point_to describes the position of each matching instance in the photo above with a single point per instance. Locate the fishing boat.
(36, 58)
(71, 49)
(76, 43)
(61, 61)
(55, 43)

TASK DETAILS ▸ Each entry above should be retyped exactly, with nothing missed.

RESPONSE AREA ▸
point_to describes the position of each matching instance in the photo above with a single point per instance. Locate the fishing boat.
(36, 58)
(71, 49)
(76, 43)
(61, 61)
(55, 43)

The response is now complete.